TASK DESCRIPTION ▸ Nothing but the lines from the one containing "-- sample [0,23]." through the last line should be written out, please, exactly as they stand.

[BEGIN RECORD SET]

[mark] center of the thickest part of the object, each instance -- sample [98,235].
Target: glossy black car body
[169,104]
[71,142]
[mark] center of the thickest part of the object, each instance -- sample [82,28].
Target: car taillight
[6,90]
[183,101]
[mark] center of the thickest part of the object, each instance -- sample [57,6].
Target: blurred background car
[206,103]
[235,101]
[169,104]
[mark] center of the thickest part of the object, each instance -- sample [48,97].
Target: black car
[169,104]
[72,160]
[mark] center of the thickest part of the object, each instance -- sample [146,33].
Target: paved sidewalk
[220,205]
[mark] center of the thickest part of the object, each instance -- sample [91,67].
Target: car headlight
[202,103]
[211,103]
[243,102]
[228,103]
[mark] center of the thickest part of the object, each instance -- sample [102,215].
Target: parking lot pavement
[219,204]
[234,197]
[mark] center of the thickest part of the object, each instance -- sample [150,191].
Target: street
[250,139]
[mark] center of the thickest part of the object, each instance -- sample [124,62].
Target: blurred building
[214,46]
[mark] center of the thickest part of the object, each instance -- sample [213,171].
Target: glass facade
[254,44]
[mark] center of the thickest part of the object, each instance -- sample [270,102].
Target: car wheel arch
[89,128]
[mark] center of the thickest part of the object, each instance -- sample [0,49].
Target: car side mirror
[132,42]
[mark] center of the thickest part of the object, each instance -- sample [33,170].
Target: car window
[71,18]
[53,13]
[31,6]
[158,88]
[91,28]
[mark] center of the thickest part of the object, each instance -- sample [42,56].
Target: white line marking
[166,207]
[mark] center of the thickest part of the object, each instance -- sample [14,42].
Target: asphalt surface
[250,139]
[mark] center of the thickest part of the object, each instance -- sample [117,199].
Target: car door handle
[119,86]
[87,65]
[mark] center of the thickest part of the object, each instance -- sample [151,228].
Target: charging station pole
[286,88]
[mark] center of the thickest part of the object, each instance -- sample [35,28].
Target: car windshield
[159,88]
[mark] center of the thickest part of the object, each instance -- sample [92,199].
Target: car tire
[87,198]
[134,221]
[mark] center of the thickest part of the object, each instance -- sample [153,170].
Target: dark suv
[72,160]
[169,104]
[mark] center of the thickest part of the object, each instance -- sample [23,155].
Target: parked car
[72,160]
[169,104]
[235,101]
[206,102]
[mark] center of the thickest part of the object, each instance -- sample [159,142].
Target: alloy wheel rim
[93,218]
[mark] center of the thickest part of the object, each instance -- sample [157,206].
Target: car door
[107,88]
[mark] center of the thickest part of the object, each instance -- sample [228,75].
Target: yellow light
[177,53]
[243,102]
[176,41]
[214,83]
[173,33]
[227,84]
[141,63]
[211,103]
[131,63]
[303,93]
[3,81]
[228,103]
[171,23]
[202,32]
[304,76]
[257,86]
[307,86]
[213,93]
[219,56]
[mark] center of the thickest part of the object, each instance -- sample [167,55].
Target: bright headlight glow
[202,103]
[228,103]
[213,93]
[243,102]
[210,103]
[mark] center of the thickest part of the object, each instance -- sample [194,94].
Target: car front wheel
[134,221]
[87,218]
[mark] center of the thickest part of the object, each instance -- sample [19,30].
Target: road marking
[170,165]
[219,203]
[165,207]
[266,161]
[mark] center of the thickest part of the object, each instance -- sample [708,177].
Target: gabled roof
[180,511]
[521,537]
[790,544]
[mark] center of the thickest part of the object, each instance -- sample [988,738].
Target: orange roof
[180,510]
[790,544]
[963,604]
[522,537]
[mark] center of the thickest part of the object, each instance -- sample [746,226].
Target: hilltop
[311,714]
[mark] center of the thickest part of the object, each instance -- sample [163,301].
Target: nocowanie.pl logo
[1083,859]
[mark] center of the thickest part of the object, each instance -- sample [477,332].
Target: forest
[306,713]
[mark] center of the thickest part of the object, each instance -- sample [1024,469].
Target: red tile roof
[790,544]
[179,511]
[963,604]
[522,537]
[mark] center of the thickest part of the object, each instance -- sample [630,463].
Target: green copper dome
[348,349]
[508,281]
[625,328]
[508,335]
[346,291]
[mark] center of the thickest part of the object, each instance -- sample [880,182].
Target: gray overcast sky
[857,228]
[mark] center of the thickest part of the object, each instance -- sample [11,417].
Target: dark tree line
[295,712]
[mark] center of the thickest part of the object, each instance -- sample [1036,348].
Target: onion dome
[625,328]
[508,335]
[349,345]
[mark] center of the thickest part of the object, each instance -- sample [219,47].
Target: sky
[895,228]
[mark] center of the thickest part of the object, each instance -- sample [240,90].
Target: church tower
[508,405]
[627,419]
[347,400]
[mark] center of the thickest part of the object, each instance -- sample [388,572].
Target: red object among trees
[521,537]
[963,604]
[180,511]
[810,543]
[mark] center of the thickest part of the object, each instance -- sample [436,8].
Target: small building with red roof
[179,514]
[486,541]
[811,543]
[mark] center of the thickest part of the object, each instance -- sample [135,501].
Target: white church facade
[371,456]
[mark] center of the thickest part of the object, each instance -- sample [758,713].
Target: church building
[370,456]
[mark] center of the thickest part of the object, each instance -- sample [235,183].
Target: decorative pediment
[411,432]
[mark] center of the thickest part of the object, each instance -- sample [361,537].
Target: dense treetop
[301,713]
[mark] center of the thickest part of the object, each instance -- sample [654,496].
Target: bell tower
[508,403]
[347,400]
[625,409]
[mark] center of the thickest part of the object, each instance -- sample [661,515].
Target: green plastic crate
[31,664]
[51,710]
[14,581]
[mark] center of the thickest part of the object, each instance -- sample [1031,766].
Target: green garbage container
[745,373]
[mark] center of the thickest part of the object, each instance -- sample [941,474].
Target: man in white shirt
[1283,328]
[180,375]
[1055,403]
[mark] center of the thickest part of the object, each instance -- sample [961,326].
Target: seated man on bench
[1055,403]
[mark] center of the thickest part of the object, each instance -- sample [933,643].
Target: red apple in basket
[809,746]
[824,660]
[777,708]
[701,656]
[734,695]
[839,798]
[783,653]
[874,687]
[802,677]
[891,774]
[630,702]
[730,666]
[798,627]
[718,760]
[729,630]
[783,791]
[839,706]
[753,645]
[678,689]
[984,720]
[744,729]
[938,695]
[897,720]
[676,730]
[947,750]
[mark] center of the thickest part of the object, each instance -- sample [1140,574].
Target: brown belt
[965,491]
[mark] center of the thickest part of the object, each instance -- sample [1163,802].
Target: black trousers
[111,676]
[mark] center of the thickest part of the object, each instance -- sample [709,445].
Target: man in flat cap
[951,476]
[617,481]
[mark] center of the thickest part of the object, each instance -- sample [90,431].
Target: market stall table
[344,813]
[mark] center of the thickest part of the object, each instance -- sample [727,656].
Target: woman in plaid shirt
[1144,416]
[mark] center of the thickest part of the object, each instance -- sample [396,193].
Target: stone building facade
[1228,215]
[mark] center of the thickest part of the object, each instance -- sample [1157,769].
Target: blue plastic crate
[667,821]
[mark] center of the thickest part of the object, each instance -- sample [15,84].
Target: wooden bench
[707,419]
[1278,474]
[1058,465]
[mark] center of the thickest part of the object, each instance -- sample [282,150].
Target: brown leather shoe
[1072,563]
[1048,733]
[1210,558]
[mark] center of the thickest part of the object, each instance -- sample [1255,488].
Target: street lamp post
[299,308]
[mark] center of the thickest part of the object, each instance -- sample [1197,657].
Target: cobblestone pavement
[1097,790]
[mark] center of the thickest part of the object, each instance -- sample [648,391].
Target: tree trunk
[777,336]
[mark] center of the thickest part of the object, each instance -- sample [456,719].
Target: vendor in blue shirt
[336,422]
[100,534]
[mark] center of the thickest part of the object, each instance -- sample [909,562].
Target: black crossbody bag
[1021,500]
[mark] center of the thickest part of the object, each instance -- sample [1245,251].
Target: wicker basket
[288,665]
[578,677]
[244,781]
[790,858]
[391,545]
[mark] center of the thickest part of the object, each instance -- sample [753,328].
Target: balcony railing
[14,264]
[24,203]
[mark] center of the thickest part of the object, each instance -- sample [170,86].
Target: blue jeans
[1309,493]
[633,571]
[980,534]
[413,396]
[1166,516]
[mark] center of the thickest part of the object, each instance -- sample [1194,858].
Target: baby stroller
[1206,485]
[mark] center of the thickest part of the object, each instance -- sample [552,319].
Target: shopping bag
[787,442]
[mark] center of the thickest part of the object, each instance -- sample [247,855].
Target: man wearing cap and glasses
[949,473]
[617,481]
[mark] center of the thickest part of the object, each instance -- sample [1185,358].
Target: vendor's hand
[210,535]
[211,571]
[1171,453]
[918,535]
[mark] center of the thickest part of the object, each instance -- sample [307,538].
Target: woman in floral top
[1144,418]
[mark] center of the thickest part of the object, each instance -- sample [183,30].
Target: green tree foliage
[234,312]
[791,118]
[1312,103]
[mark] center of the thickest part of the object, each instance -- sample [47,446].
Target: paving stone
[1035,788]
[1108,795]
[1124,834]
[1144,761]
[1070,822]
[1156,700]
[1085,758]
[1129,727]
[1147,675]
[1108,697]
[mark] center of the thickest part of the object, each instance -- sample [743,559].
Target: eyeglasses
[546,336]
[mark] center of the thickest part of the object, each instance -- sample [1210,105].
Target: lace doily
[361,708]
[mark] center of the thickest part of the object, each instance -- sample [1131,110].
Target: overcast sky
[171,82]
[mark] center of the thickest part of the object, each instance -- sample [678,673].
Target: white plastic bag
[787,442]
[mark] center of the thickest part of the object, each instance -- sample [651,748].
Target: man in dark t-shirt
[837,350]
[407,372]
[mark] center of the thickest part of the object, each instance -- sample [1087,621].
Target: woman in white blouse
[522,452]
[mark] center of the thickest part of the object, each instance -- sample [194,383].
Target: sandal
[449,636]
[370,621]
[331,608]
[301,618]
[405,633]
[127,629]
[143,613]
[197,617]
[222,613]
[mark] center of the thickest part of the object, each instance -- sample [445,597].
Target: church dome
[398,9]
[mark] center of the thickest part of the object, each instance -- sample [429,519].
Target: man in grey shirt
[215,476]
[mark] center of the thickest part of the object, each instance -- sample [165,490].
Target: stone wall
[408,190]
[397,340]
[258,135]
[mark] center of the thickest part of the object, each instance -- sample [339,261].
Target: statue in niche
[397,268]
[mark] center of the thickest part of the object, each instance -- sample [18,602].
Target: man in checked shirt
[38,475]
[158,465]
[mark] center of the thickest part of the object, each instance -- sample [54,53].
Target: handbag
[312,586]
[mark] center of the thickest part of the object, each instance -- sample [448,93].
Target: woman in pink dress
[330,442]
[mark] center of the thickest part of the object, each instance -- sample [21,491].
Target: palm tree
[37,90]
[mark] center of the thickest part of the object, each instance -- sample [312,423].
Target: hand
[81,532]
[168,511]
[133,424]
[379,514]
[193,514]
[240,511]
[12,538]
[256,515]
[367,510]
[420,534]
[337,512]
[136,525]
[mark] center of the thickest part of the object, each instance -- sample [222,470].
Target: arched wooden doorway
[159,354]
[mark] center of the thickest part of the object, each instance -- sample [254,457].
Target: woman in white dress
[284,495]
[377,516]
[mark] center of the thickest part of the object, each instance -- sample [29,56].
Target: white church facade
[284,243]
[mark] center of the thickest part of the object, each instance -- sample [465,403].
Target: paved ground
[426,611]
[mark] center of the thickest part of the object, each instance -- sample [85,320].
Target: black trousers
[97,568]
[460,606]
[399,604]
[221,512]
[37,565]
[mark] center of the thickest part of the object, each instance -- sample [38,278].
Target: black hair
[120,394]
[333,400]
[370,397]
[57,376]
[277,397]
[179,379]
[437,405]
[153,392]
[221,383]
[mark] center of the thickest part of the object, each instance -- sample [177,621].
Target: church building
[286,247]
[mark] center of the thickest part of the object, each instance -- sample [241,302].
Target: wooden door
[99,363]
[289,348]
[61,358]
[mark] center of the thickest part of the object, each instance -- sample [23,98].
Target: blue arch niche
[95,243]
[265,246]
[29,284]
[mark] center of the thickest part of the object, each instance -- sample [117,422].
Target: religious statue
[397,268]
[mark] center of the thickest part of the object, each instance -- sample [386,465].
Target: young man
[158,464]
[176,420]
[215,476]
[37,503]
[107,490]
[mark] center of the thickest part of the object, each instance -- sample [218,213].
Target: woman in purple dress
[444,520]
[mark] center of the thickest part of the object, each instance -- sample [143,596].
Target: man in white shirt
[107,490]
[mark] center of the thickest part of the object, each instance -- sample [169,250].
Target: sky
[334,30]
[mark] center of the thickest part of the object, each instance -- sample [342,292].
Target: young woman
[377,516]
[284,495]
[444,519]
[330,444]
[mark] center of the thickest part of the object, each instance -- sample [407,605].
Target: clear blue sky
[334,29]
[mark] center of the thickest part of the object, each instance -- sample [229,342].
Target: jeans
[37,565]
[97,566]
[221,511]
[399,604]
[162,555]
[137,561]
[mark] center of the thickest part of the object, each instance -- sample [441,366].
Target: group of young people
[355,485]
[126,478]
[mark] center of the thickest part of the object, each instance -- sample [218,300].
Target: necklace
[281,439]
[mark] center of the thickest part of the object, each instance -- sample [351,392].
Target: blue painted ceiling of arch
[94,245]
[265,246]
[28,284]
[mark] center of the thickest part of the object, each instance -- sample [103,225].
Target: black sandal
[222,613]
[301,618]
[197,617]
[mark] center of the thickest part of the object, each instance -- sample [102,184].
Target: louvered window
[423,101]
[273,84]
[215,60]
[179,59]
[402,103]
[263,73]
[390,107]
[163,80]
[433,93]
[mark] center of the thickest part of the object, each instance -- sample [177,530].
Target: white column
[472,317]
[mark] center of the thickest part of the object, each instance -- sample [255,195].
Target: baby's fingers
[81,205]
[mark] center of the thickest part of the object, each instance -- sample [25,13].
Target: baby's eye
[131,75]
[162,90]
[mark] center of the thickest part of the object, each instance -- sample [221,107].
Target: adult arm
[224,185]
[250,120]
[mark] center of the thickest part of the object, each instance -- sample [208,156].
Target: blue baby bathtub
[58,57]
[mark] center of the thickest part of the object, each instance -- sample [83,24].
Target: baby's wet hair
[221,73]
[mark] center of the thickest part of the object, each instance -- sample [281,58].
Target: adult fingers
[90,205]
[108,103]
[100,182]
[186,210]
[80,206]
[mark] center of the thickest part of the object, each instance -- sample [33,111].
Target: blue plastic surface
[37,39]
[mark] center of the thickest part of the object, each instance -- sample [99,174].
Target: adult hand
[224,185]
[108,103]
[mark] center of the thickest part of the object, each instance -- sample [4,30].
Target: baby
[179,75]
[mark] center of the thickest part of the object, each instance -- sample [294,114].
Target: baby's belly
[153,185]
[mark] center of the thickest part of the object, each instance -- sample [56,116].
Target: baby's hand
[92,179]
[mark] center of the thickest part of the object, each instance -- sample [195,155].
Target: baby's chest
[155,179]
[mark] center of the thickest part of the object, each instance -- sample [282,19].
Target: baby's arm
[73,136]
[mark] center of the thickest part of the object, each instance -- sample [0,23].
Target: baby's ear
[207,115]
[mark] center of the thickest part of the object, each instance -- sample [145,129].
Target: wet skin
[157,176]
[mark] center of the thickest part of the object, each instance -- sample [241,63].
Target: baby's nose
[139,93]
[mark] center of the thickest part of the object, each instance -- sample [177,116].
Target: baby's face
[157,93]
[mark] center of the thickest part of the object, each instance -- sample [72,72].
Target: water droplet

[END RECORD SET]

SOLVED PROBLEM ▸
[mark] center of the thickest part of the object, each instance -- sample [0,23].
Target: baby's ear
[207,115]
[mark] center of the thickest part of the object, each instance -- sample [145,129].
Target: wet skin
[157,176]
[mark] center of the thickest part of the object, each instance -- sample [241,63].
Target: baby's nose
[139,93]
[mark] center of the thickest part of the object, each instance -- sample [177,116].
Target: baby's face
[157,93]
[mark] center of the thickest part of the object, each instance -- sample [72,72].
Target: water droplet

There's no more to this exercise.